> DOCUMENT PASSAGE:
'''

We can apply these figures to the improved sales that we are using in the sales approach to get a residual improvement value (RIV). As mentioned earlier, RIV is a better indication of comparability as it allows us to compare apples to apples. It removes the land component, and other improvements not related specifically to the house itself. Just getting this far into the process with each of the comparables, and looking at the RIV/SF as a metric will assist with the concerns many are having about the CU overall price/square foot metric.

The next process is to take each sale and develop a cost approach using Marshall & Swift Residential Cost Handbook (disclaimer, huge fans here) for the appropriate quality. It is important to make adjustments for energy and foundation (bottom of the page related to the type of housing) if they apply, refinements for floor covering, heating and cooling, etc. as well as applying the quarterly multipliers to region and location. From there you should compare total cost to the depreciated remainder for an account of depreciation.

You would then do one for each of the sales in the study.

Sales Cost New RIV Total Depreciation % Depreciated Age Depreciation/yr
Comp 1 $276,283 $253,300 $22,983 8.32% 14 0.59%
Comp 2 $254,908 $240,000 $14,908 5.85% 16 0.37%
Comp 3 $264,925 $225,000 $39,925 15.07% 29 0.52%
Comp 4 $271,585 $233,000 $38,585 14.21% 20 0.71%

*Note: This type of approach utilizes all forms of depreciation. If there were cases of functional or external depreciation present for any of the comparable sales, this would need to be adjusted for as well. In this case, study, there were neither additional forms of depreciation.

This information can be valuable in terms of understanding depreciation, as well as supporting either an age or a condition adjustment (look at how sales 3 and 4, which are older houses, have much more depreciation than the newer houses overall). Since each house is depreciated between ~6 and ~15 percent, you also have supportable adjustments to make for age or condition.

You can also utilize this type of adjustment for amenities such as basements. For example, say comparable sale-1 has a finished basement that is older and not high quality. The finish costs an additional $15 per square foot rounded over and above the cost of the basement. This finish is a recreation room only and the cost new is around $15,000. The overall rate of depreciation for this property is 8.32% or $1,250(rounded). This means that logically the basement finish would now contribute about $13,750 to the property value. That may not be sufficient to stand alone, but does offer a method of support.

Additional support can be from running simple statistics such as isolating a group of sales based on some commonalities. For the following sample, we took houses in this particular market separated between houses built between 1995 and present, but excluding proposed construction. They were further narrowed to include 1,800 to 2,800 SF and no walkout basement. By doing a simple version of grouped paired analysis, we see the result was a difference between $14,843 and $15,377 between the two types, with many having bathrooms in addition to finished rooms. With an indication of $13,750 from comparable sale-1 and the paired group analysis showing a range of $14,800- $15,400, it is easy to deduce a reasonable adjustment amount.

'''

> STORED DATA:
'''

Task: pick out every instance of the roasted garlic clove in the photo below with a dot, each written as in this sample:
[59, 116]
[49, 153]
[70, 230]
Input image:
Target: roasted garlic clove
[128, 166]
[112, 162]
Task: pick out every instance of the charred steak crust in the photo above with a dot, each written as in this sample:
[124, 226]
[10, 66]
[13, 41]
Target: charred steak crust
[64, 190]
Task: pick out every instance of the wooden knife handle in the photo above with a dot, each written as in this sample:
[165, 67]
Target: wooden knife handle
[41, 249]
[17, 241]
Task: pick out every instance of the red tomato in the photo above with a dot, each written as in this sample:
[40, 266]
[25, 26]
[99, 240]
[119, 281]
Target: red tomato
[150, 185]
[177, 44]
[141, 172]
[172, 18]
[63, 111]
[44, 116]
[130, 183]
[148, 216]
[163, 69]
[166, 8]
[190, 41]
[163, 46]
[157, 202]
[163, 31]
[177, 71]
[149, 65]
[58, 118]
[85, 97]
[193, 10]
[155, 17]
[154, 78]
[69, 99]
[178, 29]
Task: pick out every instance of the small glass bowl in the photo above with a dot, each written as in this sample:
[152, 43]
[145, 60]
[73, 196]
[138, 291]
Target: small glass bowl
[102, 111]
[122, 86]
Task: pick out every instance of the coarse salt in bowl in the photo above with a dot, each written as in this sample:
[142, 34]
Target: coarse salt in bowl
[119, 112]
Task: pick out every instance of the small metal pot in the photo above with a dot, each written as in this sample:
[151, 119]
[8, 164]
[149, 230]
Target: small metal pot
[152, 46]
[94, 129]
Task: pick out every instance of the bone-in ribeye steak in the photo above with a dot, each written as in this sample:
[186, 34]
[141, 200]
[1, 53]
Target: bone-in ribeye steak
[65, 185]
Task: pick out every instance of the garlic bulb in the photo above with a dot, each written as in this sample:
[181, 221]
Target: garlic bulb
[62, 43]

'''

> SHORT TASK: The passage on appraisal depreciation above calls residual improvement value a better indication of comparability. In one to three sentences, explain why.

> EXPECTED ANSWER: Residual improvement value removes the land component and other improvements not specifically related to the house itself. This allows the sales to be compared apples to apples.